REQUIRED TASK :: Retype the material below line for line, leaving out the pictures.
** Begin RECORDED INFORMATION **
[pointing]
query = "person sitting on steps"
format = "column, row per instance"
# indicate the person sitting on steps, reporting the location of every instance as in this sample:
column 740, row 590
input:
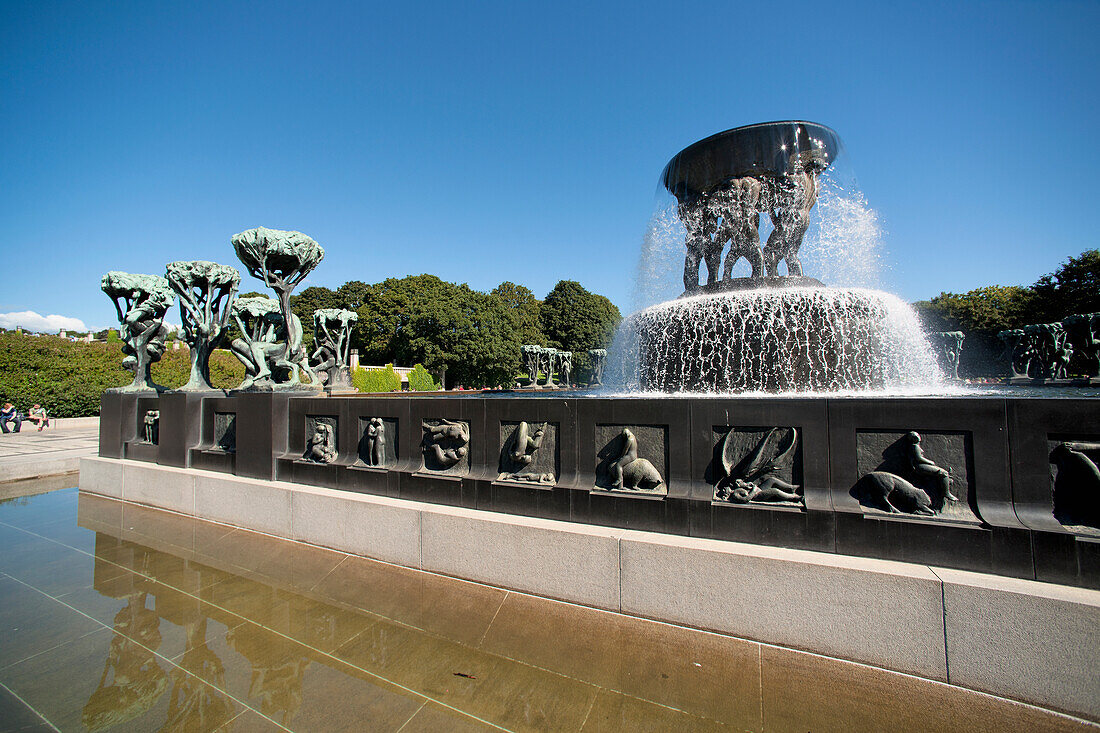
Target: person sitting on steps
column 9, row 414
column 37, row 416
** End RECORDED INFORMATION **
RESPONSE TO THE EXERCISE ::
[pointing]
query = "person sitting on steps"
format = "column, row per instance"
# indicate the person sitting on steps, reporting the location of every instance as in this sample:
column 740, row 590
input:
Target: person sitting on steps
column 9, row 414
column 37, row 416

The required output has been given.